◆ **Data**:

BEGIN

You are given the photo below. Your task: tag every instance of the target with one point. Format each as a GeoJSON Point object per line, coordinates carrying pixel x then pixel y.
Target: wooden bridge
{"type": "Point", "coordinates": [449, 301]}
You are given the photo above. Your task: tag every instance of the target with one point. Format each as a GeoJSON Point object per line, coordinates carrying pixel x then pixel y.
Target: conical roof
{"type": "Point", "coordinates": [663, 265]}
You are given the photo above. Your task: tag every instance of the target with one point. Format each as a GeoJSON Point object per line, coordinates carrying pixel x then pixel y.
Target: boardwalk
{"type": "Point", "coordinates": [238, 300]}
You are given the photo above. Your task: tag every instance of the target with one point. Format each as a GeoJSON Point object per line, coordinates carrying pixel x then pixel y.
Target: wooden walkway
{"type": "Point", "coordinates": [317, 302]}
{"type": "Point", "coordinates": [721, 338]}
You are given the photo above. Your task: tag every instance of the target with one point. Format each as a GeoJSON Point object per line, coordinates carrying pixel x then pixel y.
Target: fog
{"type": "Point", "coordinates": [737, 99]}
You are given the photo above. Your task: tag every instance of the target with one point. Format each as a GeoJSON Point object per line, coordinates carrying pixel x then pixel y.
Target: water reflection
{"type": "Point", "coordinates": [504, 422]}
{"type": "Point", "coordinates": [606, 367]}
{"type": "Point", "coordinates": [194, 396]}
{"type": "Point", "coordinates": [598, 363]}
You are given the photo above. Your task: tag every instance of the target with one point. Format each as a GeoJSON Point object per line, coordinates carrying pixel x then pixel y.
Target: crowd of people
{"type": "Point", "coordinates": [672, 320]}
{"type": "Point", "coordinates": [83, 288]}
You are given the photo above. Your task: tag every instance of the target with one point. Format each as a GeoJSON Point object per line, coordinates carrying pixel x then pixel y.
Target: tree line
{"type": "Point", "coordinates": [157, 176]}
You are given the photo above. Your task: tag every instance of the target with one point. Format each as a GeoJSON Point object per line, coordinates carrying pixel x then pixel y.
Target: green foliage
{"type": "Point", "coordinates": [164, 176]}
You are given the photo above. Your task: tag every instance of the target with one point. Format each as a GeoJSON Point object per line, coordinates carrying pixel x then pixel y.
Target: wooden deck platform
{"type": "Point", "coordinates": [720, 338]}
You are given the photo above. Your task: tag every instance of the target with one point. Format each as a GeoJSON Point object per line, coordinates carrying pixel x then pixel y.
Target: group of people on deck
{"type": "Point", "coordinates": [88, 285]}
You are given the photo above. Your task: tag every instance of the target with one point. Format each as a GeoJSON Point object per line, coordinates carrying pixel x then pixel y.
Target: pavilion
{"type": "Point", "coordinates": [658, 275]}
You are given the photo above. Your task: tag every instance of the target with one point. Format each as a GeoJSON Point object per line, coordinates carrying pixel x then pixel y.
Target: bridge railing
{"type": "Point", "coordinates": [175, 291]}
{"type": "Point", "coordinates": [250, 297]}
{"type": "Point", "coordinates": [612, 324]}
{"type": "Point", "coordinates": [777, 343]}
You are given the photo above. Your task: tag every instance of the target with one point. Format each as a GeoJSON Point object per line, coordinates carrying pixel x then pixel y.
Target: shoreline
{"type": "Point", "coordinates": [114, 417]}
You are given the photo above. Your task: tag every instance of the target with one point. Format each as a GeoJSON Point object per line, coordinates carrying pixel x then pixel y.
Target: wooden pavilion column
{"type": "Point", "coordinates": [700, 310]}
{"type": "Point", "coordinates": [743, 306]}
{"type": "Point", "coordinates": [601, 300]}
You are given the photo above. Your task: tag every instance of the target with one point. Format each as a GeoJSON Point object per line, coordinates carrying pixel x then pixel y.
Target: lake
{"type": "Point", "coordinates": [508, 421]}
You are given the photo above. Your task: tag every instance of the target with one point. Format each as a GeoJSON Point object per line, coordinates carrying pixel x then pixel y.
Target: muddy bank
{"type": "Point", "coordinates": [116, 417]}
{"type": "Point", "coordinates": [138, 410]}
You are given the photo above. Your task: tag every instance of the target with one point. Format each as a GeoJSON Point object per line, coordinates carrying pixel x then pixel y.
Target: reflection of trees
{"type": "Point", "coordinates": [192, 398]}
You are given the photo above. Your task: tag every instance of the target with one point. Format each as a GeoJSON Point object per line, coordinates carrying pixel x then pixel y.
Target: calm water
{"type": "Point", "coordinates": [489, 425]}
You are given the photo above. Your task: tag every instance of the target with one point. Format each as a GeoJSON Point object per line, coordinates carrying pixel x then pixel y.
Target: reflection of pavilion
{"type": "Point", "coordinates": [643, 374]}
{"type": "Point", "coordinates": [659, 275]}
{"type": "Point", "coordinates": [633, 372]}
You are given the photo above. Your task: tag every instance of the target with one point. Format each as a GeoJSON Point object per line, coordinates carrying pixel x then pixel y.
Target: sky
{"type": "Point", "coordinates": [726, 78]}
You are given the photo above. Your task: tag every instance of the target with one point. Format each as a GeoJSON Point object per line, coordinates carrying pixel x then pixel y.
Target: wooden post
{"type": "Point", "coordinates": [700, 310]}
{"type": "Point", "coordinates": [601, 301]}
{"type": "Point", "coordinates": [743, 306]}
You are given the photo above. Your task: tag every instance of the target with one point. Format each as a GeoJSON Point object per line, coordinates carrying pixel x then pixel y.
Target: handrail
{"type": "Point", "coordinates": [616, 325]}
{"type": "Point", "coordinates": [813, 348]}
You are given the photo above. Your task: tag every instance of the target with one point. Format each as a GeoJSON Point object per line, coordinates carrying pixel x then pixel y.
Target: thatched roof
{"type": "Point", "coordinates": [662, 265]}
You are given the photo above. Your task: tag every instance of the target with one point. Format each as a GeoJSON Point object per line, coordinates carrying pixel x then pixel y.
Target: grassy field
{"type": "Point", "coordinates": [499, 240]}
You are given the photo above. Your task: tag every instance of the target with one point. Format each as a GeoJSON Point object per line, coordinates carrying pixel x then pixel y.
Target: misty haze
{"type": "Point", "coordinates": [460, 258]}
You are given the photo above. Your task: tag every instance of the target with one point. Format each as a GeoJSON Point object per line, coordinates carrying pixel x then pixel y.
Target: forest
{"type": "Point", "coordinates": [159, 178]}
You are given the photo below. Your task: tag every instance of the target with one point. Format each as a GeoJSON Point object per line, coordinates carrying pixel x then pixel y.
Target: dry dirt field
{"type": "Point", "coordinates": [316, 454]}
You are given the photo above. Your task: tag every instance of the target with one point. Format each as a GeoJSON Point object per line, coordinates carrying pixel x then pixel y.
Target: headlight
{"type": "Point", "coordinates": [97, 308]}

END

◆ **Aim of the task**: Write the entries out once more, exactly, without dropping a line.

◆ **Exercise result**:
You are given the photo below. Your task: tag every instance of the target with one point. Format each as a GeoJSON Point object per line, coordinates carrying pixel x then pixel y.
Target: wooden bridge
{"type": "Point", "coordinates": [449, 301]}
You are given the photo above. Your task: tag every instance of the target with one point. Format each as a GeoJSON Point object per line, coordinates carrying pixel x then pixel y.
Target: conical roof
{"type": "Point", "coordinates": [663, 265]}
You are given the photo above. Your task: tag every instance of the target with one point. Format each as a GeoJSON Point object per line, coordinates carrying pixel x then pixel y.
Target: boardwalk
{"type": "Point", "coordinates": [238, 300]}
You are given the photo above. Your task: tag every instance of the target with one point. Format each as a GeoJSON Point object per line, coordinates carrying pixel x then pixel y.
Target: wooden walkway
{"type": "Point", "coordinates": [317, 302]}
{"type": "Point", "coordinates": [721, 338]}
You are given the photo above. Your task: tag every instance of the target with one point. Format each as a GeoJSON Point object per line, coordinates carrying pixel x then pixel y.
Target: fog
{"type": "Point", "coordinates": [737, 99]}
You are given the photo above. Your task: tag every instance of the target with one point. Format each as a GeoJSON Point object per line, coordinates carrying pixel x then pixel y.
Target: water reflection
{"type": "Point", "coordinates": [504, 422]}
{"type": "Point", "coordinates": [606, 367]}
{"type": "Point", "coordinates": [194, 396]}
{"type": "Point", "coordinates": [598, 363]}
You are given the photo above. Your task: tag every instance of the target with one point. Format each as a GeoJSON Point object per line, coordinates carrying pixel x then pixel y.
Target: crowd of people
{"type": "Point", "coordinates": [672, 320]}
{"type": "Point", "coordinates": [83, 288]}
You are given the photo above. Your task: tag every instance of the target with one point. Format each as a GeoJSON Point object per line, coordinates carrying pixel x then pixel y.
Target: tree line
{"type": "Point", "coordinates": [157, 176]}
You are given the photo above. Your task: tag every instance of the target with one point. Format each as a GeoJSON Point object per line, coordinates carrying pixel x then pixel y.
Target: green foliage
{"type": "Point", "coordinates": [164, 176]}
You are given the photo above. Your task: tag every instance of the target with one point. Format each as a GeoJSON Point object per line, coordinates carrying pixel x then pixel y.
Target: wooden deck platform
{"type": "Point", "coordinates": [720, 338]}
You are given the photo above. Your task: tag every instance of the target with one point. Format each as a GeoJSON Point object per line, coordinates carrying pixel x then pixel y.
Target: group of people on deck
{"type": "Point", "coordinates": [88, 285]}
You are given the photo above. Your task: tag every instance of the target with one point. Format each as a GeoJSON Point object per line, coordinates carrying pixel x then pixel y.
Target: pavilion
{"type": "Point", "coordinates": [658, 275]}
You are given the photo above. Your task: tag every instance of the target with one point. Format each as a GeoJSON Point object per line, coordinates carrying pixel x then pixel y.
Target: bridge railing
{"type": "Point", "coordinates": [175, 291]}
{"type": "Point", "coordinates": [250, 297]}
{"type": "Point", "coordinates": [612, 324]}
{"type": "Point", "coordinates": [777, 343]}
You are given the photo above. Your task: tag every instance of the target with one point. Format each as a GeoJSON Point object per line, coordinates carrying pixel x then pixel y.
Target: shoreline
{"type": "Point", "coordinates": [114, 417]}
You are given the photo above. Your task: tag every instance of the target with one point. Format each as a GeoJSON Point object per line, coordinates carrying pixel x then pixel y.
Target: wooden pavilion column
{"type": "Point", "coordinates": [700, 310]}
{"type": "Point", "coordinates": [743, 306]}
{"type": "Point", "coordinates": [601, 300]}
You are given the photo above. Your task: tag every instance of the target with one point. Format each as a GeoJSON Point object per line, coordinates carrying pixel x then pixel y.
Target: lake
{"type": "Point", "coordinates": [508, 421]}
You are given the photo above. Your task: tag every instance of the target with one point. Format each as a GeoJSON Point object per line, coordinates carrying pixel x then pixel y.
Target: muddy bank
{"type": "Point", "coordinates": [116, 417]}
{"type": "Point", "coordinates": [138, 410]}
You are given the photo above. Your task: tag every instance of the target with one point. Format each as a GeoJSON Point object per line, coordinates carrying pixel x then pixel y.
Target: reflection of trees
{"type": "Point", "coordinates": [192, 398]}
You are given the photo above. Your task: tag every instance of the target with one point. Format each as a GeoJSON Point object per line, coordinates carrying pixel x then pixel y.
Target: calm water
{"type": "Point", "coordinates": [489, 425]}
You are given the photo above. Your task: tag every instance of the target with one point. Format each as a GeoJSON Point object per line, coordinates carrying pixel x then pixel y.
Target: reflection of pavilion
{"type": "Point", "coordinates": [643, 374]}
{"type": "Point", "coordinates": [659, 275]}
{"type": "Point", "coordinates": [633, 372]}
You are given the photo above. Your task: tag every instance of the target with one point. Format each as a GeoJSON Point object per line, coordinates carrying pixel x then pixel y.
Target: sky
{"type": "Point", "coordinates": [726, 78]}
You are given the photo above. Your task: tag every instance of the target with one point. Format each as a GeoJSON Point object per line, coordinates carrying pixel x then pixel y.
Target: wooden post
{"type": "Point", "coordinates": [700, 310]}
{"type": "Point", "coordinates": [601, 301]}
{"type": "Point", "coordinates": [743, 306]}
You are given the photo above. Your task: tag every instance of the target with one point. Format each as a GeoJSON Point object per line, coordinates carrying pixel x then pixel y.
Target: handrail
{"type": "Point", "coordinates": [616, 325]}
{"type": "Point", "coordinates": [813, 348]}
You are given the photo above. Your task: tag every instance of the target with one point. Format each as a GeoJSON Point object per line, coordinates carrying pixel x then pixel y.
Target: thatched roof
{"type": "Point", "coordinates": [662, 265]}
You are given the photo above. Your task: tag every instance of the target with one point. Format each as a GeoJSON Point object per line, coordinates carrying pixel x then pixel y.
Target: grassy field
{"type": "Point", "coordinates": [499, 240]}
You are given the photo above. Your task: tag every instance of the target with one point. Format each as a GeoJSON Point object per line, coordinates carrying pixel x then pixel y.
Target: misty haze
{"type": "Point", "coordinates": [460, 258]}
You are given the photo above. Your task: tag every instance of the target with one point. Format each as a GeoJSON Point object per line, coordinates carrying pixel x then pixel y.
Target: forest
{"type": "Point", "coordinates": [159, 178]}
You are given the photo below. Your task: tag every instance of the target with one point. Format each as a GeoJSON Point object per line, coordinates carrying pixel x then pixel y.
Target: dry dirt field
{"type": "Point", "coordinates": [316, 454]}
You are given the photo above. Your task: tag every instance of the target with one point. Format each as a GeoJSON Point object per line, coordinates carrying pixel x then pixel y.
Target: headlight
{"type": "Point", "coordinates": [97, 308]}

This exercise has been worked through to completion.